> [Data shown]
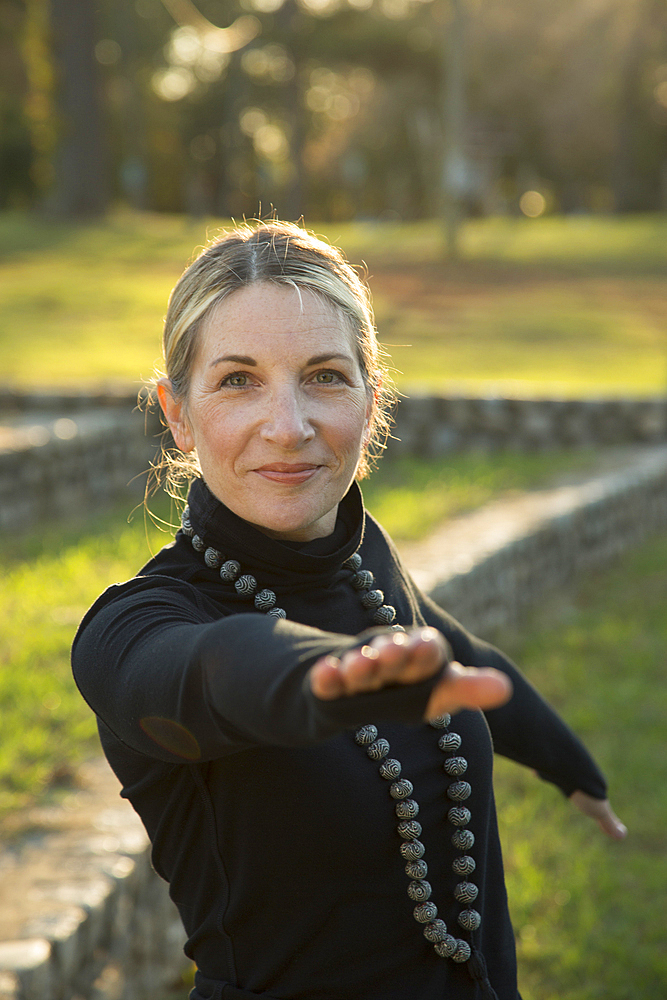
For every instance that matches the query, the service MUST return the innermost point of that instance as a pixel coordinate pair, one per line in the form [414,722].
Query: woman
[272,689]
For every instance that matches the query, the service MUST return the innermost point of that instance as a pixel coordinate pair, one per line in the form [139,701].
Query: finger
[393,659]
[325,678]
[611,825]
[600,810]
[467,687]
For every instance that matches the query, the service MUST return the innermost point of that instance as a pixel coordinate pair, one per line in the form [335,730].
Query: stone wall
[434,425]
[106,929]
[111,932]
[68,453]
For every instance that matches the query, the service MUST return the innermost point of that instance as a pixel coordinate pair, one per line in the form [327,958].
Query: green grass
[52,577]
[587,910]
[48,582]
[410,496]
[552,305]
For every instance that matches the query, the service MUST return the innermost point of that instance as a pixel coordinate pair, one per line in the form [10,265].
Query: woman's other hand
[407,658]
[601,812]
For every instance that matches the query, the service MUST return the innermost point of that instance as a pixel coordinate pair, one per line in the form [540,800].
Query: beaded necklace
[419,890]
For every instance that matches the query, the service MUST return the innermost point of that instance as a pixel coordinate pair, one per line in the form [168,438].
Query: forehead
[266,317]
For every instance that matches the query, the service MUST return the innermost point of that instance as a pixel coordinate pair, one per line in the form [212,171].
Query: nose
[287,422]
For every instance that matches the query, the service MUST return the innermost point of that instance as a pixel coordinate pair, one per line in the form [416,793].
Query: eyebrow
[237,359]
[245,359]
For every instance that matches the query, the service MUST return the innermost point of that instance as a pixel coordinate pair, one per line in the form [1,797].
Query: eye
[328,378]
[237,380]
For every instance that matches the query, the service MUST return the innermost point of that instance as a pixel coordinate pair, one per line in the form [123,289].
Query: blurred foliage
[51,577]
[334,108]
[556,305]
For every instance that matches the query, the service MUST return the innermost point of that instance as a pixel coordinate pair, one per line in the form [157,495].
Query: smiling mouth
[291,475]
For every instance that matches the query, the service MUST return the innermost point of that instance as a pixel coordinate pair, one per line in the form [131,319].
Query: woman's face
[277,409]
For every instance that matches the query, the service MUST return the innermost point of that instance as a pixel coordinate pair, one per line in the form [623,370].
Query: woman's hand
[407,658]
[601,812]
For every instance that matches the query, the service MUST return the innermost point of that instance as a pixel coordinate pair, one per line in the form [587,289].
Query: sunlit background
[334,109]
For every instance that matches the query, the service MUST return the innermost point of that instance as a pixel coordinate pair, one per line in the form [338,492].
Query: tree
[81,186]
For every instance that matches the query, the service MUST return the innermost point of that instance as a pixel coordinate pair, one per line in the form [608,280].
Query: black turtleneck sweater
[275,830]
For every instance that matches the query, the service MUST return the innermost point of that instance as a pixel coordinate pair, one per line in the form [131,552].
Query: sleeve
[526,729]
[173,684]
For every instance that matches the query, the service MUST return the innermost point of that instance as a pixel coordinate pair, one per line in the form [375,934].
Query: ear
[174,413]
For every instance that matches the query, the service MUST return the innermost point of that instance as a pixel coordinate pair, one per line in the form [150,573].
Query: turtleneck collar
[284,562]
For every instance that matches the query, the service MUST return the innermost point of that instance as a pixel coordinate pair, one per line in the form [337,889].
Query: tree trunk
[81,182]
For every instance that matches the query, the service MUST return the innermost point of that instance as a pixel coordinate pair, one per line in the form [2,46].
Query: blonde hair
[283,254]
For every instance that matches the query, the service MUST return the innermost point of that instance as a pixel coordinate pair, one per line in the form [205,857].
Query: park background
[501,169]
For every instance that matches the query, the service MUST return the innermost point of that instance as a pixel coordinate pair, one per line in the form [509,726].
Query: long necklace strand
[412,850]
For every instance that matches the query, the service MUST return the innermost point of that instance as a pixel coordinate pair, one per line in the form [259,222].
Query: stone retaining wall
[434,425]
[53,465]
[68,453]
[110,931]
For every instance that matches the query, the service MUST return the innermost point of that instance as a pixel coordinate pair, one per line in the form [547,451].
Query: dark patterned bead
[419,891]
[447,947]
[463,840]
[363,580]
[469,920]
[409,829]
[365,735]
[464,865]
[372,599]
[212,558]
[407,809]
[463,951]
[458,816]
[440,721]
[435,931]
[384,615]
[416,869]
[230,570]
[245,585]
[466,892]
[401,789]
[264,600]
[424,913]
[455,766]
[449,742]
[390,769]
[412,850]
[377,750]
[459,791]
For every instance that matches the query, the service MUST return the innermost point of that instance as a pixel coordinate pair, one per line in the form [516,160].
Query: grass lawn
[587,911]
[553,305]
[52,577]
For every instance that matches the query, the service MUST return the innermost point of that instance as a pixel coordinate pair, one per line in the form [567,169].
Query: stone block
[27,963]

==

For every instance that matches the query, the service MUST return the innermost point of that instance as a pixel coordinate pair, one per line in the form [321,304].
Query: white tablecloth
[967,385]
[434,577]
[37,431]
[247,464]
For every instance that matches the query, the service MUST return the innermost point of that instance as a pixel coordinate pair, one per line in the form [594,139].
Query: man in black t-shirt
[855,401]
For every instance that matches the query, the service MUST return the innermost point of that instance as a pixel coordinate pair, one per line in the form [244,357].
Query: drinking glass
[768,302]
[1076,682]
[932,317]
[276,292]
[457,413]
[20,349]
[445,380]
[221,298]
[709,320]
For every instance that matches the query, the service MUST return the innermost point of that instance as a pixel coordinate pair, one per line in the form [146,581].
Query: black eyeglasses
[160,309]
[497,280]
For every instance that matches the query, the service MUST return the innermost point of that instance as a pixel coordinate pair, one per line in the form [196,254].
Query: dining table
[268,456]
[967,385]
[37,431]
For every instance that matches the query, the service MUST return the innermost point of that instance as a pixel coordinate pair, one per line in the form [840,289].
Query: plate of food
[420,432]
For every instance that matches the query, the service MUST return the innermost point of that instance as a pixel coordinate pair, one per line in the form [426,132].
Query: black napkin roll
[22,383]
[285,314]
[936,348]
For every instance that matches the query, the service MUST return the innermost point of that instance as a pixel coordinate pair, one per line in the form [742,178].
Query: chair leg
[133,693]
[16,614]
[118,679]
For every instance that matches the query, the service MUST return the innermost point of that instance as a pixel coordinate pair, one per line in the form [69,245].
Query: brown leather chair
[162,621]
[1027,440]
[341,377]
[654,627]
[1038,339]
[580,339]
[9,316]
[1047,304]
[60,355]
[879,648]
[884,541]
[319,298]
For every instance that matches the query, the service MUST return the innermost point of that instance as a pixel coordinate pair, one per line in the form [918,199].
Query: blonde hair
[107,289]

> [Try it] From the entries above, extract only the lines running from the one containing "Query: stone wall" through the one containing "the form [168,438].", inclusive.

> [Written response]
Query: stone wall
[434,425]
[106,929]
[111,932]
[68,453]
For every instance that matches the query, the service MUST return the innermost point of that instance as a pixel coordinate pair, one per line in the form [327,958].
Query: green grass
[52,577]
[587,910]
[48,582]
[410,496]
[552,305]
For every instance that matches the query, the service MUST return the innermost point of that instance as a pixel coordinate pair, one per line in the form [10,265].
Query: woman's other hand
[407,658]
[601,812]
For every instance that matches the query, the service MUST return the innermost point of that instance as a pixel coordinate pair, one per line in the form [540,800].
Query: beaded necklace
[419,890]
For every instance that matches the query, the service MUST return the innermost point of that instance as a pixel coordinate pair, one per line in the form [168,438].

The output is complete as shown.